Consigne ->
Recopiez le passage de l'extrait sur le cycle de Gandahar compris entre « Né en 1937, Jean-Pierre » et « sa collection Intégrales. », bornes incluses, en substituant « l'éditeur » à « Mnémos ».

Extrait choisi ->
+-------+
Né en 1937, Jean-Pierre Andrevon est un géant de l’imaginaire francophone.
Avec sept romans (dont un inédit) et six nouvelles, Mnémos vous propose de (re)découvrir le cycle de Gandahar, l’un des essentiels de la science-fiction française, dans sa collection Intégrales.
Et pour célébrer cette parution, on vous propose un entretien exclusif avec l’auteur.

Votre cycle de Gandahar vient de paraître en intégrale. À l’époque du premier roman, saviez-vous déjà que vous iriez aussi loin dans cet univers ?

Pas au début de la phase d’écriture mais, une fois le manuscrit bouclé, je me suis dit que je tenais un décor et un personnage aussi riches que malléables et qu’il n’y avait pas de raison que je m’en tienne là, d’autant qu’à sa publication, le roman avait été plutôt bien accueilli. J’ai donc assez vite élaboré le synopsis d’une seconde aventure de Sylvin Lanvère, à savoir celle qui serait publiée sous le titre de Gandahar et l’oiseau-monde. Seulement, pour des raisons diverses et variées tenant aux multiples activités qui me mobilisaient dans les années 70 et 80, il a fallu près de 30 ans pour que ce projet arrivé à maturité !
+-------+
Données enregistrées ->

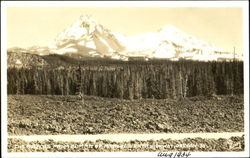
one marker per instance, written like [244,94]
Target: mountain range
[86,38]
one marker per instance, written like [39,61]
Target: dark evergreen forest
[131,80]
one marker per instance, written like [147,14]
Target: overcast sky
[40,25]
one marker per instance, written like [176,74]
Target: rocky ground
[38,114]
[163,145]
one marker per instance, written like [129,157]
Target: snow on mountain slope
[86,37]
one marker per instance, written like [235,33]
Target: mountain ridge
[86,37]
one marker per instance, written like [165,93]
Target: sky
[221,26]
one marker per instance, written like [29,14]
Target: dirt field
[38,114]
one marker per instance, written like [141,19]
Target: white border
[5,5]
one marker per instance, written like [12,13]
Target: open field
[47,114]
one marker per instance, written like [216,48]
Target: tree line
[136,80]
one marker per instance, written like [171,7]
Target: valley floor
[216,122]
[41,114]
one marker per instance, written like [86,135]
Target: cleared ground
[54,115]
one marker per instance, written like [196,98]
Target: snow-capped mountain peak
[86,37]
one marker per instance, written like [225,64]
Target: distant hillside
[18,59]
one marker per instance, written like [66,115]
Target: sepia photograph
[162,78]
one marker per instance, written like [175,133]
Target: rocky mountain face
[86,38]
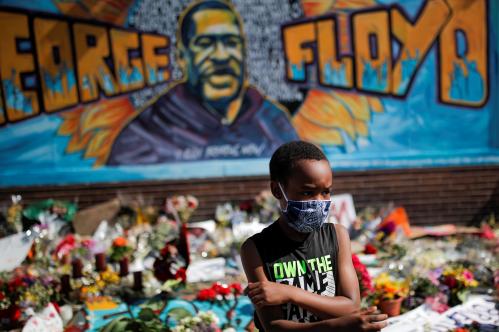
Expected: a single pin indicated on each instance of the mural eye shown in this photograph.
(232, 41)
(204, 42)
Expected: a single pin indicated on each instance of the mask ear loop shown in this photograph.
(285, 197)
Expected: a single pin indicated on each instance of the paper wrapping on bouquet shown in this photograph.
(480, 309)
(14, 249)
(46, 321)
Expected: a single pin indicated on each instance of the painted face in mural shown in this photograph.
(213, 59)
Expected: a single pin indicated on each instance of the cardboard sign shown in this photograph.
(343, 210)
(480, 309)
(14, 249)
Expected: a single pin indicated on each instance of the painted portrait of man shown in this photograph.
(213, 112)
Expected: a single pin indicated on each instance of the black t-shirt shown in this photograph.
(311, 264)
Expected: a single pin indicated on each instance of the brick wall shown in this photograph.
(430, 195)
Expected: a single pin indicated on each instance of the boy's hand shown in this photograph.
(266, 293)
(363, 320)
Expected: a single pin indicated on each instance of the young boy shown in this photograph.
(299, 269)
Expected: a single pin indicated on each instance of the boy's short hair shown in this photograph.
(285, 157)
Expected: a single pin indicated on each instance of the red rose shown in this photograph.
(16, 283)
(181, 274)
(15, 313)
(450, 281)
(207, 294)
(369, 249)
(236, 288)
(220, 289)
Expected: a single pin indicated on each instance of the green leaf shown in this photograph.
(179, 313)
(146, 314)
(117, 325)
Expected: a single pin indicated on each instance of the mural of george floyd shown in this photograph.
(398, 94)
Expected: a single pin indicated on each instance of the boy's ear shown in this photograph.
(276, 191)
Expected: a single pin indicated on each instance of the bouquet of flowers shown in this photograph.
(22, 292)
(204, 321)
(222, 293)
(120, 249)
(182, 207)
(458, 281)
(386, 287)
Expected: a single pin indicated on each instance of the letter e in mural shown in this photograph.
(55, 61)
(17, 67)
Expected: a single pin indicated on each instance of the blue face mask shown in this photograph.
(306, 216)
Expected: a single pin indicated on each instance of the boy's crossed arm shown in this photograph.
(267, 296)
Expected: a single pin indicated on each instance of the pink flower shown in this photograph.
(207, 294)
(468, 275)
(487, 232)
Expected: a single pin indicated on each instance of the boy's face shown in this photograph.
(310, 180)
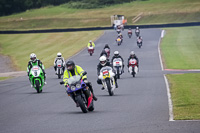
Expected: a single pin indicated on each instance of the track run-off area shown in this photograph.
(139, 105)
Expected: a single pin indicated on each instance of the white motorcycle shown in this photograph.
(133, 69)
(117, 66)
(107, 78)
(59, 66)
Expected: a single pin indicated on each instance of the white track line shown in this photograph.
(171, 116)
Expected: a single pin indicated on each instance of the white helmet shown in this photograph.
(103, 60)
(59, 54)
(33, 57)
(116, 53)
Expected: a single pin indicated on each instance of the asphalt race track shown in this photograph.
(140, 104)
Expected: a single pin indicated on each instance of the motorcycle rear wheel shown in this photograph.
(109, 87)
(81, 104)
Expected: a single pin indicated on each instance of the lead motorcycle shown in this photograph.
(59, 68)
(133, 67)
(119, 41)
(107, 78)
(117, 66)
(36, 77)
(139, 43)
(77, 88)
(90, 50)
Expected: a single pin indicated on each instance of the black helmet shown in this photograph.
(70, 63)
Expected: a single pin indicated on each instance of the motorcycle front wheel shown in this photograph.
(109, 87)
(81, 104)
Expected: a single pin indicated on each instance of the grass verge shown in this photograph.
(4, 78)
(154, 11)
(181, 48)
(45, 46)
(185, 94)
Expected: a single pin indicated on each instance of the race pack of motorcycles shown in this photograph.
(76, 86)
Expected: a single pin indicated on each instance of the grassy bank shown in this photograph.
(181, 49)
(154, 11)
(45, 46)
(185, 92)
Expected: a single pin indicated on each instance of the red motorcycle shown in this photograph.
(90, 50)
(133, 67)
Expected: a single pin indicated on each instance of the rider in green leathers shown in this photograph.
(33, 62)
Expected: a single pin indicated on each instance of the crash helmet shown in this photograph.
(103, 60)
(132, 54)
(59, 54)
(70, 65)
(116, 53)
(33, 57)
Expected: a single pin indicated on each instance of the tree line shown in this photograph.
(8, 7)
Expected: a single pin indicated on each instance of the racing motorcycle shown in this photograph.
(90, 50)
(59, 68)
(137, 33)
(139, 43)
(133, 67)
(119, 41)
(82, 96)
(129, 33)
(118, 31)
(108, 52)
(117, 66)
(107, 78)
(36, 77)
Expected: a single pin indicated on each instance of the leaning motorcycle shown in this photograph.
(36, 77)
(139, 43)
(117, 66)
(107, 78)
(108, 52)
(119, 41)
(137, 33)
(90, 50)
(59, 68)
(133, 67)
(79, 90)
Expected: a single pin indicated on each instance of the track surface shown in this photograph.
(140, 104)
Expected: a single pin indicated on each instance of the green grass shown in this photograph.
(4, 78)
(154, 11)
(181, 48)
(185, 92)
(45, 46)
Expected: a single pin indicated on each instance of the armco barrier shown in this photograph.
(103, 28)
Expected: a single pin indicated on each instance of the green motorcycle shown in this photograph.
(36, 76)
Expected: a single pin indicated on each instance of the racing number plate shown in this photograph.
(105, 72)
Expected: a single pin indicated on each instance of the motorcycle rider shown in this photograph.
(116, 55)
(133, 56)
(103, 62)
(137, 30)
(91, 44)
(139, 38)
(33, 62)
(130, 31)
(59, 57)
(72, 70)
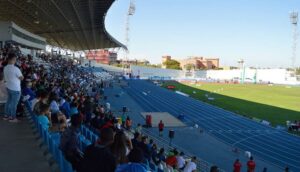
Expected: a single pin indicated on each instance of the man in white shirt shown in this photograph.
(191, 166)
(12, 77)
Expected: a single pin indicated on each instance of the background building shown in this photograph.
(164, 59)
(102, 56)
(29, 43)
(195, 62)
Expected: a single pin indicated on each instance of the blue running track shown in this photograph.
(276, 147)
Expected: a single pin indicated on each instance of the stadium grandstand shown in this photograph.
+-------+
Résultat ci-dessous ->
Né en 1937, Jean-Pierre Andrevon est un géant de l’imaginaire francophone.
Avec sept romans (dont un inédit) et six nouvelles, l'éditeur vous propose de (re)découvrir le cycle de Gandahar, l’un des essentiels de la science-fiction française, dans sa collection Intégrales.